Everything from the line containing "TARGET = raised eyebrow" down to the last line of the entries below must be transcribed exactly, and nothing else.

Records for this task:

***

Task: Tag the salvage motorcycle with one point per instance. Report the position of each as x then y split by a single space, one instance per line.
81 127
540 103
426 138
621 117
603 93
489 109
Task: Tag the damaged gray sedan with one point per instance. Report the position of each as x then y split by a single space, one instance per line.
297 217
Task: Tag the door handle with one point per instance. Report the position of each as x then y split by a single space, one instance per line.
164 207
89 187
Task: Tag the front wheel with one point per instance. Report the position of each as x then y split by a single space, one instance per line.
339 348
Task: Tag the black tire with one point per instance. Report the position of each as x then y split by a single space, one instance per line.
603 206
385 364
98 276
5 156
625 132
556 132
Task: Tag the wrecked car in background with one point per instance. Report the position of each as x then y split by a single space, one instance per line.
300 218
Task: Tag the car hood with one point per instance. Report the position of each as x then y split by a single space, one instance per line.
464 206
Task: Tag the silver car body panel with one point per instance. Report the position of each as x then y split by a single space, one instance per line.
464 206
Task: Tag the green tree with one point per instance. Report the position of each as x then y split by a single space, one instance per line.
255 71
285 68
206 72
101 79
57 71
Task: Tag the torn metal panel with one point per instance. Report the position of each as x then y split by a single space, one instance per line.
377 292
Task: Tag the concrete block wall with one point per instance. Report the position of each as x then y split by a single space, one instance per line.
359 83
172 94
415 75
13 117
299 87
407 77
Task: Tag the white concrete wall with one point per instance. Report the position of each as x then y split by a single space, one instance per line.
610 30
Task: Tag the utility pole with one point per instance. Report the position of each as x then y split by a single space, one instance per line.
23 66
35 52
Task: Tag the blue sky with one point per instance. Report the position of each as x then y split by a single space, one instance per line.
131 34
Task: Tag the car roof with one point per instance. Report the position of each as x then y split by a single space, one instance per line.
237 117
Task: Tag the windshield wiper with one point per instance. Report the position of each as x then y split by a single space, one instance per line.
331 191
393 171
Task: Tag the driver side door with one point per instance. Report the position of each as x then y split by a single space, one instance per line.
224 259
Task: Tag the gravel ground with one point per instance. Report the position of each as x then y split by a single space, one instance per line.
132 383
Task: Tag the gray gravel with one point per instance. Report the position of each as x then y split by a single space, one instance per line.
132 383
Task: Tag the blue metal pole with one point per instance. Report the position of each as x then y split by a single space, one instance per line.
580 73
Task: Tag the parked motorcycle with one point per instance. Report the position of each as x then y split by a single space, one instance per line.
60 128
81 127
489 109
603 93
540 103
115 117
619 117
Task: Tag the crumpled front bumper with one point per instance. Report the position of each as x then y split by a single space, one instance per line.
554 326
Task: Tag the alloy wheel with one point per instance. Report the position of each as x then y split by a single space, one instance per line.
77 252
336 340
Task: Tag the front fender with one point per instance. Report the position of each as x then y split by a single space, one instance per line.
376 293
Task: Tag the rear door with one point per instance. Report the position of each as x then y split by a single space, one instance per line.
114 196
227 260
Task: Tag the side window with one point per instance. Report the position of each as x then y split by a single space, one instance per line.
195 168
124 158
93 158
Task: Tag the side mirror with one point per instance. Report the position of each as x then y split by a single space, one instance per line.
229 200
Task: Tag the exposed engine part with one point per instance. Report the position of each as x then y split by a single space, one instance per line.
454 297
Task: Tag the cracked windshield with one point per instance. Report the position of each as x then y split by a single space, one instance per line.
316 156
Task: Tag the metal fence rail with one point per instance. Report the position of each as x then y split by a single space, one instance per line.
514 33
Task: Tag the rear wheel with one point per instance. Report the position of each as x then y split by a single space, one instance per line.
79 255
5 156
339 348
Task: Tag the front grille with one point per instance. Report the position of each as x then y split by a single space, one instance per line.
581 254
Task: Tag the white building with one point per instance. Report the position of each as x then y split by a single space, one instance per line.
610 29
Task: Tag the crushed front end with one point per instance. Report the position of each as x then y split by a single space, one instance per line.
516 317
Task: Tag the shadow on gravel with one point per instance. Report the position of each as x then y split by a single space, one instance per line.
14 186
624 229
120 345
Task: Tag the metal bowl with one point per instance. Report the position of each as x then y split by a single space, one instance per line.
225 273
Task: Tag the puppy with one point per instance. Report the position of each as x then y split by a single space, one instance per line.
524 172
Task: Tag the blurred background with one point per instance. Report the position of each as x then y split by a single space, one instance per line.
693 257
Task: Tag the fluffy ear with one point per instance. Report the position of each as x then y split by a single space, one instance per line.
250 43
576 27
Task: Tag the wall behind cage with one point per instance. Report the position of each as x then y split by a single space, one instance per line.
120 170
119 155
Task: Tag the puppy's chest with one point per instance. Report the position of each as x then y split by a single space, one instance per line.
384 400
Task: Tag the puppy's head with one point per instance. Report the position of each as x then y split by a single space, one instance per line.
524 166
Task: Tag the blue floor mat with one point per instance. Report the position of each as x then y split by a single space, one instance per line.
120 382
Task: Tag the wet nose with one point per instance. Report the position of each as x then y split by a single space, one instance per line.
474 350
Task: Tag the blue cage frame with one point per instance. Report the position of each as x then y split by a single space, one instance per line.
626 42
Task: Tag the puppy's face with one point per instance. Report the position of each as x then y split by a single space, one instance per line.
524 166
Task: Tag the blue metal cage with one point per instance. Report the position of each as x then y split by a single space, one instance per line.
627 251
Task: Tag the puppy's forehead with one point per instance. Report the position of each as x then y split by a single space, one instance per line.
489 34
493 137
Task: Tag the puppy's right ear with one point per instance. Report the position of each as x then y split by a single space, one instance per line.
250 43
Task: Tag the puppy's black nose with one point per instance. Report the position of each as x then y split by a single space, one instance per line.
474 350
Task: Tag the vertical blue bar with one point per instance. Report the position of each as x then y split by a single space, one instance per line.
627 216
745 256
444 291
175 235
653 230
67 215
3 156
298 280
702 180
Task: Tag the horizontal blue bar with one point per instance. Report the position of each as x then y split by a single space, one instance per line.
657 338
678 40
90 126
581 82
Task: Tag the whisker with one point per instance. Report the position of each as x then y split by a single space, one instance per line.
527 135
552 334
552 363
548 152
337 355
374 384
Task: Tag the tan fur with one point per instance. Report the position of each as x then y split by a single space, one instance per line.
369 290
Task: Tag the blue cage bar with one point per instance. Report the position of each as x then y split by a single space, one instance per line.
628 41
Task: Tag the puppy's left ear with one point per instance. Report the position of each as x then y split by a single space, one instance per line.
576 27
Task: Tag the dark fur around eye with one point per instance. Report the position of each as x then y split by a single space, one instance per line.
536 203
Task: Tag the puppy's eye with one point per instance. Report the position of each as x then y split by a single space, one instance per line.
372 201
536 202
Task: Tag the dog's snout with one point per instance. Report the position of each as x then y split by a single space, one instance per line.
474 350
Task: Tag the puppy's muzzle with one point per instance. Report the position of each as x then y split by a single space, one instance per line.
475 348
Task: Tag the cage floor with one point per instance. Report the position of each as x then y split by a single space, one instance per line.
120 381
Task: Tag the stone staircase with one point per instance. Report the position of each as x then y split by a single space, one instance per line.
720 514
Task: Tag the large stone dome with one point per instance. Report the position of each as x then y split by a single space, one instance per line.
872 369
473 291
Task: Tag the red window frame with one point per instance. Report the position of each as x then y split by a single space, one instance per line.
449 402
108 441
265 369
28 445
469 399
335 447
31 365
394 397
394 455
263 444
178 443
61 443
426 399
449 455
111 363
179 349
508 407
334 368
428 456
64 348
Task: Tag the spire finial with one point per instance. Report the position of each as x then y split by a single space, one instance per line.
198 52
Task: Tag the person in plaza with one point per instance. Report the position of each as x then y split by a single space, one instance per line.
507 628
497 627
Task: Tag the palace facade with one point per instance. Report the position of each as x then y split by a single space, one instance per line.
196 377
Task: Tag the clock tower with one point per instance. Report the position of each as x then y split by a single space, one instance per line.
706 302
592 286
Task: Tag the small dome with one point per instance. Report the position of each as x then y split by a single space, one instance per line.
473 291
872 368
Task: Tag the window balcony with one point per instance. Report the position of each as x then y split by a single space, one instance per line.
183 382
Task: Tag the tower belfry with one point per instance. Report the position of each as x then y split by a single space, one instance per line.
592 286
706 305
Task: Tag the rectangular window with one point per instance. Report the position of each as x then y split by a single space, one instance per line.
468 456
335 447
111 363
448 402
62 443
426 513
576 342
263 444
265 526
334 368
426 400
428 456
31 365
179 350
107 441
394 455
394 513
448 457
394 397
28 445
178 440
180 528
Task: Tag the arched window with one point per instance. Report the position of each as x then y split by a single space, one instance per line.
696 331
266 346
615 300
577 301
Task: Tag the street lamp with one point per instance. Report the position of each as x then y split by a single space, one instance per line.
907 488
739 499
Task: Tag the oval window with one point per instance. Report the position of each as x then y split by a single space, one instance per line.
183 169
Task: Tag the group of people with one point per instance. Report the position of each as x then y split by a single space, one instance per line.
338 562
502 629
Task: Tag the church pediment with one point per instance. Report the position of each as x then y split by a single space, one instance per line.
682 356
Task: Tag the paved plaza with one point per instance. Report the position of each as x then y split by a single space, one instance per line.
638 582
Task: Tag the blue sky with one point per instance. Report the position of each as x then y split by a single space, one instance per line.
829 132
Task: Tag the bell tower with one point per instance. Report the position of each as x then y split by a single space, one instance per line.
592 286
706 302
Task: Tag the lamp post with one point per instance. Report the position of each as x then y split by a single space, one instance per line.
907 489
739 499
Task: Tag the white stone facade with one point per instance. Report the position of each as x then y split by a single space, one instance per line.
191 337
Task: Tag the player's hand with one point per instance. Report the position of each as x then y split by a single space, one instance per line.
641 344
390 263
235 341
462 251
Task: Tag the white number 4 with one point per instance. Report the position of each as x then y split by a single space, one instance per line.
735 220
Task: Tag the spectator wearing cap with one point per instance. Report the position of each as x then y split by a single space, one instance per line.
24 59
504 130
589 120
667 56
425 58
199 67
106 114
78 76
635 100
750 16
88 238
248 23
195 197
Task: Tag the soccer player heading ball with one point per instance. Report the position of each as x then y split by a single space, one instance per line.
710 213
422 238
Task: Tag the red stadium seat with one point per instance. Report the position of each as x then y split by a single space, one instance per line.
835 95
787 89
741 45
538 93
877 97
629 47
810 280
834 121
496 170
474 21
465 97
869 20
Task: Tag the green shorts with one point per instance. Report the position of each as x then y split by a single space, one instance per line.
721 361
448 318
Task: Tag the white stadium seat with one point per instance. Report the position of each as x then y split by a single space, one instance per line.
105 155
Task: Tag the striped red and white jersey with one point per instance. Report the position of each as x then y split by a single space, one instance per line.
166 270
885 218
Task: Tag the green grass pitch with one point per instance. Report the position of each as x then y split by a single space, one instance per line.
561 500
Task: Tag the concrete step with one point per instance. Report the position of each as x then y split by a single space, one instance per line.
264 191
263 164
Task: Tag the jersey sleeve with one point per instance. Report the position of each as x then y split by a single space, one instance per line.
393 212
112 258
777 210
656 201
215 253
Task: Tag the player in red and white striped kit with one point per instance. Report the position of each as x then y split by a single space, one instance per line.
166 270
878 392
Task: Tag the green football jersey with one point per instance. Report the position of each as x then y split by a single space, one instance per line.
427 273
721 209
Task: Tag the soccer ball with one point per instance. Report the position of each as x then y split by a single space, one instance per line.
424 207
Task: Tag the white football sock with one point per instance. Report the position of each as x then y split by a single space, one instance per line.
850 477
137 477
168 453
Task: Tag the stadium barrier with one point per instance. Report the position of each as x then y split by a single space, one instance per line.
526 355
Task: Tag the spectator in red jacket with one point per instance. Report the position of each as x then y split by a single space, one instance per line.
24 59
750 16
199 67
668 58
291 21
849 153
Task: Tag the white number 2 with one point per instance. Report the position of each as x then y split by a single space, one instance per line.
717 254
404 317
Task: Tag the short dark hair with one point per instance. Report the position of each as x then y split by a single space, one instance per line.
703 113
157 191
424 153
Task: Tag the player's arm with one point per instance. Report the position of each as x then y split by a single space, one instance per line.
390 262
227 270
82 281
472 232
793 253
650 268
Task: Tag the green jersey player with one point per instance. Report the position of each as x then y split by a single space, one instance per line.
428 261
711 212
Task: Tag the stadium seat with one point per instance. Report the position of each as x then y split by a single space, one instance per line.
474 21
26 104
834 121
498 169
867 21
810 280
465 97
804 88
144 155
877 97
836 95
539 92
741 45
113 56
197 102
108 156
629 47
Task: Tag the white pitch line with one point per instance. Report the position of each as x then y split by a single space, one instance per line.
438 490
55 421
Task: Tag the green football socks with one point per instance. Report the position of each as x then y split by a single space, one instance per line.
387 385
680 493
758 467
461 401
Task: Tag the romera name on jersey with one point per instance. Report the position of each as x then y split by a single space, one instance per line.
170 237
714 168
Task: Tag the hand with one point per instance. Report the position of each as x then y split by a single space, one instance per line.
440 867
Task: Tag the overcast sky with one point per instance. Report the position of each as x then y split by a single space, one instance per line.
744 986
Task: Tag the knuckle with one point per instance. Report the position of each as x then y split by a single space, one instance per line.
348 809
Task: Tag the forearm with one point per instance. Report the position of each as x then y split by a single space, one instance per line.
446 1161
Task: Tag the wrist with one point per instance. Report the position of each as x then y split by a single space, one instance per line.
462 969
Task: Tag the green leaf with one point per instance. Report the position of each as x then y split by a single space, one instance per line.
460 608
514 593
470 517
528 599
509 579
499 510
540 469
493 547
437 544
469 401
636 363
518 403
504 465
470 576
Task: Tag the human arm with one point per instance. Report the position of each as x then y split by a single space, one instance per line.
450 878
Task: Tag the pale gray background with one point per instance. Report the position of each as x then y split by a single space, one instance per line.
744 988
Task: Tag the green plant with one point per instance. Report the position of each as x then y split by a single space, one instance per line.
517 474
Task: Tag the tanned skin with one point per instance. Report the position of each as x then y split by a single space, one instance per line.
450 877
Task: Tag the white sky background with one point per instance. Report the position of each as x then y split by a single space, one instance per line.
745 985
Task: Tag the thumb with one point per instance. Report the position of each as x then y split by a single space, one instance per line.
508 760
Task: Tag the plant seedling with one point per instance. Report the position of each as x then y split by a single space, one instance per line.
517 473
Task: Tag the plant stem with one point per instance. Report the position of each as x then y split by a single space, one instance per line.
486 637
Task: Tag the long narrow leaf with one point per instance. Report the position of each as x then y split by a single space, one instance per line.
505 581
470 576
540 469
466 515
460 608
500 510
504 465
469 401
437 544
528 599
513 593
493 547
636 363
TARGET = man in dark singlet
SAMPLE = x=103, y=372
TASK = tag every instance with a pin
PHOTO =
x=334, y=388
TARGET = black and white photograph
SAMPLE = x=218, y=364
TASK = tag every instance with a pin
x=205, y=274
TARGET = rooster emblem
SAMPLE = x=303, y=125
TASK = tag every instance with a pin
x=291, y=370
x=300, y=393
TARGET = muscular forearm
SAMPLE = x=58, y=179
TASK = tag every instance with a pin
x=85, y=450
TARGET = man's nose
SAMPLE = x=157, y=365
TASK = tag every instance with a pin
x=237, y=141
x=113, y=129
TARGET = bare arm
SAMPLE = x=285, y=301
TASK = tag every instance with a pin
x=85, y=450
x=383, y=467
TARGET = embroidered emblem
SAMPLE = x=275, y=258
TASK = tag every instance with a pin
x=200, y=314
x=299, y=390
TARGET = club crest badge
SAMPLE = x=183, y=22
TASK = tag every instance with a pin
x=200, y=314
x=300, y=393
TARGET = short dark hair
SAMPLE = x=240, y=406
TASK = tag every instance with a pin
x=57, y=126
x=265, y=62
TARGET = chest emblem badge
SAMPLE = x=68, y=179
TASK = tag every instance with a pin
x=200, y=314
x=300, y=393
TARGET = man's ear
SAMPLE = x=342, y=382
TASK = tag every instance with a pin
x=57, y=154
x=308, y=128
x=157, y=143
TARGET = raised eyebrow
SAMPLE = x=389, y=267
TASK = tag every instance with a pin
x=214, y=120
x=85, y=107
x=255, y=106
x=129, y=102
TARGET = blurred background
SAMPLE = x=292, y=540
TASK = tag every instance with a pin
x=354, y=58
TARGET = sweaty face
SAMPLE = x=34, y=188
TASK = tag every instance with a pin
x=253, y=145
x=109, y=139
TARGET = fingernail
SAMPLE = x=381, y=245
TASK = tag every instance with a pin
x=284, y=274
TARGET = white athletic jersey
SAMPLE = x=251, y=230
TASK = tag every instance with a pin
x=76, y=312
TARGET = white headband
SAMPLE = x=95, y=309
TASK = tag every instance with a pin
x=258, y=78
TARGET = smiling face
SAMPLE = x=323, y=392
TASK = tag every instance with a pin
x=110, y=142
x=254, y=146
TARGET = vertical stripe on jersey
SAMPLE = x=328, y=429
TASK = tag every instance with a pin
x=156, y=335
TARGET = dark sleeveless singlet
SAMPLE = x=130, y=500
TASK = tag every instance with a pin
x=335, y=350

***

Correct result:
TARGET = raised eyebrow
SAMPLE = x=389, y=267
TASK = tag every instance with a pin
x=214, y=120
x=85, y=107
x=255, y=106
x=129, y=102
TARGET = blurred background
SAMPLE = x=292, y=540
TASK = tag every instance with a pin
x=354, y=58
TARGET = sweaty face
SAMPLE = x=34, y=188
TASK = tag every instance with a pin
x=253, y=145
x=109, y=139
TARGET = fingernail
SAMPLE = x=381, y=245
TASK = tag every instance with a pin
x=284, y=274
TARGET = white athletic jersey
SAMPLE = x=251, y=230
TASK = tag every instance with a pin
x=76, y=312
TARGET = white headband
SAMPLE = x=95, y=309
TASK = tag every instance with a pin
x=258, y=78
TARGET = smiling face
SAMPLE = x=323, y=392
TASK = tag every instance with a pin
x=110, y=142
x=254, y=146
TARGET = vertical stripe on jersey
SAMPLE = x=328, y=429
TASK = tag every instance with a pin
x=156, y=335
TARGET = dark sleeveless singlet
SAMPLE = x=130, y=500
TASK = tag every instance with a pin
x=335, y=350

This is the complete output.